__Work request__
Give each record below again, without a single difference.

__Provided information__
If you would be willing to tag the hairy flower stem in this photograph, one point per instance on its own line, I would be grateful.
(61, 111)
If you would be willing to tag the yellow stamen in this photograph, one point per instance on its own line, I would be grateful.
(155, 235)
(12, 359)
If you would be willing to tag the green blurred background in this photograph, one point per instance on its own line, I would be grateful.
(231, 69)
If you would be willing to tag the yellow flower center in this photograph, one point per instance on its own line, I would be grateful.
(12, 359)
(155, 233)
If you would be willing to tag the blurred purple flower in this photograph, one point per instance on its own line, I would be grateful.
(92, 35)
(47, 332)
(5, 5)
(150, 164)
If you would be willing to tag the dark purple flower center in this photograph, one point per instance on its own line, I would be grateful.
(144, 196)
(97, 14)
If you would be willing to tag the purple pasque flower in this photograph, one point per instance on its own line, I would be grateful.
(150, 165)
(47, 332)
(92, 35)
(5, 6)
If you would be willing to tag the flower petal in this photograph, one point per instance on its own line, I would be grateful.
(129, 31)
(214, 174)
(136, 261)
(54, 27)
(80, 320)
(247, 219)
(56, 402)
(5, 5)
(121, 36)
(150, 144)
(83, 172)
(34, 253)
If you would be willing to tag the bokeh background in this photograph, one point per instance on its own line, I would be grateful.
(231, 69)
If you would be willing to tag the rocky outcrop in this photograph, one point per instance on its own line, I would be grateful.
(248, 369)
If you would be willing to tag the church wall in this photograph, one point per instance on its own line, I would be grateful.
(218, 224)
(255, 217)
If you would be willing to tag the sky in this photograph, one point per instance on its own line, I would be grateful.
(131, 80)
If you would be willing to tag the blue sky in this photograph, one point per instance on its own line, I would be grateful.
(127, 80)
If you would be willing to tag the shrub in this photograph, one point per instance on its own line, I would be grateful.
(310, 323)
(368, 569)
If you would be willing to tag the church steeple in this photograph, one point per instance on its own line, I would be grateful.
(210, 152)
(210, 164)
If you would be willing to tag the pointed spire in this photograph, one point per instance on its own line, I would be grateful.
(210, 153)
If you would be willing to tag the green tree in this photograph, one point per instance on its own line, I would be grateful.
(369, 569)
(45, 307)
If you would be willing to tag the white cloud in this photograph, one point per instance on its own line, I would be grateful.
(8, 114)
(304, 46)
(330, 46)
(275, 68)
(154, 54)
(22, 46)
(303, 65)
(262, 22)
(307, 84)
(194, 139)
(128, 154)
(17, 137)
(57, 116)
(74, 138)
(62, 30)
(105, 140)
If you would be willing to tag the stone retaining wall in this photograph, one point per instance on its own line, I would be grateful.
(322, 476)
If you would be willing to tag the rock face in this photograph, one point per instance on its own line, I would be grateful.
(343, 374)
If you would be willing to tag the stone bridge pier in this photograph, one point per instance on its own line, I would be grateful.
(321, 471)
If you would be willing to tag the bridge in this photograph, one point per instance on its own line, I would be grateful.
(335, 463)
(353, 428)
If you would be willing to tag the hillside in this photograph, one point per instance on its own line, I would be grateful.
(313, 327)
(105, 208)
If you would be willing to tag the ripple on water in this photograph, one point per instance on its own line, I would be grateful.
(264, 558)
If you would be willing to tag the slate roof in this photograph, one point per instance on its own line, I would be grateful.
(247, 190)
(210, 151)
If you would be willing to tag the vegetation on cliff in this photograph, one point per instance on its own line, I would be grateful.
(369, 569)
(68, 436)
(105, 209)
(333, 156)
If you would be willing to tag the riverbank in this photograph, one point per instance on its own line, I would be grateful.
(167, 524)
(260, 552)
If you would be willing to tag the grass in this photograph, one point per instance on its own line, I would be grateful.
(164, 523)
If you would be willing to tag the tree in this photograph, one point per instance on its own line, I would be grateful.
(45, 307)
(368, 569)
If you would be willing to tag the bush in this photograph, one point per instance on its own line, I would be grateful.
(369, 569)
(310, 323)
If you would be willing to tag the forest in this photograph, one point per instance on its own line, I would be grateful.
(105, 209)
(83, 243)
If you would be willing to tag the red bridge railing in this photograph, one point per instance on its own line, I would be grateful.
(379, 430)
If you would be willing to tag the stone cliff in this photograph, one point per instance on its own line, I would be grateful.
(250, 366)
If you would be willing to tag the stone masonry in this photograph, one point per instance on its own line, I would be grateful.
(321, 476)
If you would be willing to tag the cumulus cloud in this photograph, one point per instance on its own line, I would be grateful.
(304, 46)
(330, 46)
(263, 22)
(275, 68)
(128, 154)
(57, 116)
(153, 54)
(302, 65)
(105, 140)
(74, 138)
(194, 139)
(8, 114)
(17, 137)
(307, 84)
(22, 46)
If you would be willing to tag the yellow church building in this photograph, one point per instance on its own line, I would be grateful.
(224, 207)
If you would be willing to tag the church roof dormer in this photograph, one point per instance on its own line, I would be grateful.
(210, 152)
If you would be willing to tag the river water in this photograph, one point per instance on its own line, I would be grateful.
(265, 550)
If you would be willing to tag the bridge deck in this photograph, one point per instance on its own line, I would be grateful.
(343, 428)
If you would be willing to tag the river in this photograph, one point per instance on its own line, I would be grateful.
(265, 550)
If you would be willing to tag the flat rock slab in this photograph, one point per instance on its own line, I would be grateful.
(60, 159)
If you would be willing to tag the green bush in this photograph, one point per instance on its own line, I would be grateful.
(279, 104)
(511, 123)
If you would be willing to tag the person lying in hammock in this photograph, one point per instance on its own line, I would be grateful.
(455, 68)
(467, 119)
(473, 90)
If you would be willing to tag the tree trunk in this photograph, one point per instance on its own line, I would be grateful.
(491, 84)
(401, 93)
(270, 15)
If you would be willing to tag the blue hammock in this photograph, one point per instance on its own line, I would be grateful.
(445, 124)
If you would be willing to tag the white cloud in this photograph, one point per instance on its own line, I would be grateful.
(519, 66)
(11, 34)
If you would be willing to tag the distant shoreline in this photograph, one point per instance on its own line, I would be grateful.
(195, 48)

__Response__
If you would be willing to tag the hairy flower stem in this photograph, one point per instance on its own line, I would be grateful.
(61, 111)
If you would be willing to tag the yellow stamen in this photograph, one point per instance on its own line, I would be grateful.
(155, 235)
(12, 359)
If you would be willing to tag the green blurred background in this photograph, one point per instance on its own line, I would be grateful.
(231, 69)
If you would be willing to tag the yellow flower center in this photograph, one point per instance on its own line, I would be grateful.
(12, 359)
(155, 233)
If you would be willing to tag the blurred purple flower in this photograph, one point per instance on its own line, I would be grateful.
(92, 35)
(47, 332)
(5, 5)
(150, 164)
If you would be willing to tag the dark purple flower center in this photograph, one point per instance on its own line, I would be grateful.
(144, 196)
(97, 14)
If you would be willing to tag the purple pasque flower in this photograph, one point per instance on its own line, I would be grateful.
(150, 165)
(47, 332)
(92, 35)
(5, 6)
If you would be willing to tag the flower petal in this photograph, one point per instance on its own line, I would be grateful.
(129, 31)
(214, 174)
(136, 261)
(54, 27)
(80, 320)
(247, 219)
(56, 402)
(5, 5)
(121, 36)
(150, 144)
(83, 172)
(34, 253)
If you would be willing to tag the bokeh background in this photograph, one point per instance on its own line, I would be grateful.
(231, 69)
If you would be willing to tag the rocky outcrop in this photograph, one point per instance on its own line, I would be grateful.
(248, 369)
If you would be willing to tag the church wall in this photograph, one point per instance on its own line, I would be grateful.
(218, 224)
(255, 217)
If you would be willing to tag the sky in this photograph, one point per instance on its own line, I would be grateful.
(131, 80)
If you would be willing to tag the blue sky in this photograph, one point per instance on its own line, I would be grateful.
(127, 80)
If you would be willing to tag the shrub in this photograph, one point per instance on its own line, I would be grateful.
(310, 323)
(368, 569)
If you would be willing to tag the church steeple in this photograph, one point per instance on its own line, I would be grateful.
(210, 152)
(210, 164)
If you would be willing to tag the pointed spire in this photograph, one point per instance on its own line, I would be grateful.
(210, 153)
If you would be willing to tag the green tree in this photograph, one point per instance on its own line, I would be grateful.
(369, 569)
(45, 307)
If you would be willing to tag the white cloud in this photograph, one point per instance on its own line, I would be grateful.
(8, 114)
(304, 46)
(330, 46)
(275, 68)
(154, 54)
(22, 46)
(303, 65)
(262, 22)
(307, 84)
(194, 139)
(128, 154)
(17, 137)
(57, 116)
(74, 138)
(62, 30)
(105, 140)
If you would be willing to tag the stone retaining wall in this photograph, one point per instance on its own line, I would be grateful.
(322, 476)
If you would be willing to tag the rock face in this photograph, one point per instance on its own line, I would be grateful.
(343, 374)
If you would be willing to tag the stone bridge pier in this photograph, one point per instance on its own line, I would be grateful.
(321, 471)
If you would be willing to tag the bridge in this photograph, one point per instance on its own line, I would be grateful.
(335, 463)
(353, 428)
If you would be willing to tag the hillside in this photograph, one point per instance on its own line, I would be grateful.
(313, 327)
(105, 208)
If you would be willing to tag the ripple on water in this photograph, one point per instance on its own line, I would be grateful.
(264, 558)
If you would be willing to tag the slate roof in this photograph, one point per instance on its own line, I would be grateful.
(247, 190)
(210, 151)
If you would be willing to tag the vegetation on cliff in this photograph, one point per instance on its own line, I would be grateful.
(369, 569)
(68, 436)
(105, 209)
(333, 156)
If you would be willing to tag the riverbank in this photograph, one point per instance on its own line, I would be grateful.
(167, 524)
(260, 552)
If you would be willing to tag the grass in this photograph, one point per instance on its own line, I would be grateful.
(164, 523)
If you would be willing to tag the tree in this photograph, one point per instance on its own line, I would be grateful.
(45, 307)
(368, 569)
If you would be willing to tag the bush in this photograph, one point per instance on its own line, I would be grateful.
(369, 569)
(310, 323)
If you would be willing to tag the forest in this photograph, one point per instance on its own line, I would be grateful.
(105, 209)
(83, 243)
If you would be willing to tag the red bridge railing in this photograph, one point per instance on its own line, I would be grateful.
(379, 430)
If you would be willing to tag the stone cliff in this photograph, one point per instance on its own line, I would be grateful.
(250, 366)
If you would be willing to tag the stone masonry in this photograph, one point per instance on its own line, I would be grateful.
(321, 476)
If you would be willing to tag the cumulus cloud in this photograph, one point per instance on its own line, I would be grateful.
(304, 46)
(330, 46)
(263, 22)
(275, 68)
(128, 154)
(57, 116)
(153, 54)
(302, 65)
(105, 140)
(74, 138)
(194, 139)
(8, 114)
(17, 137)
(307, 84)
(22, 46)
If you would be willing to tag the yellow church building in this photograph, one point per instance on its own line, I would be grateful.
(224, 207)
If you would be willing to tag the church roof dormer in this photograph, one point per instance on its own line, I would be grateful.
(210, 152)
If you would be willing to tag the river water in this photograph, one point per instance on its own line, I would be grateful.
(265, 550)
If you would be willing to tag the bridge deck in this photograph, one point per instance on its own line, I would be grateful.
(343, 428)
If you would be willing to tag the river in this photograph, one point per instance on its own line, I would be grateful.
(265, 550)
If you would be willing to tag the flat rock slab in this photograph, one point per instance on its own line, I would be grateful.
(60, 159)
If you would be willing to tag the green bush in this photograph, one point per instance on its own line, I would be grateful.
(279, 104)
(511, 123)
If you would be willing to tag the person lying in hammock in this photograph, one point per instance on its own line, I would be grateful.
(455, 68)
(467, 119)
(473, 90)
If you would be willing to tag the tree trunk in this photograph, one point per instance on its own line, I would be grateful.
(491, 84)
(401, 93)
(270, 15)
If you would be willing to tag the blue hammock in this photograph, one point per instance on its own line, I would be grateful.
(445, 124)
If you would be willing to tag the white cloud in this photograph, one point per instance on its own line, I would be grateful.
(519, 66)
(11, 34)
If you would be willing to tag the distant shoreline in this photograph, one point per instance on its own line, I would be grateful.
(195, 48)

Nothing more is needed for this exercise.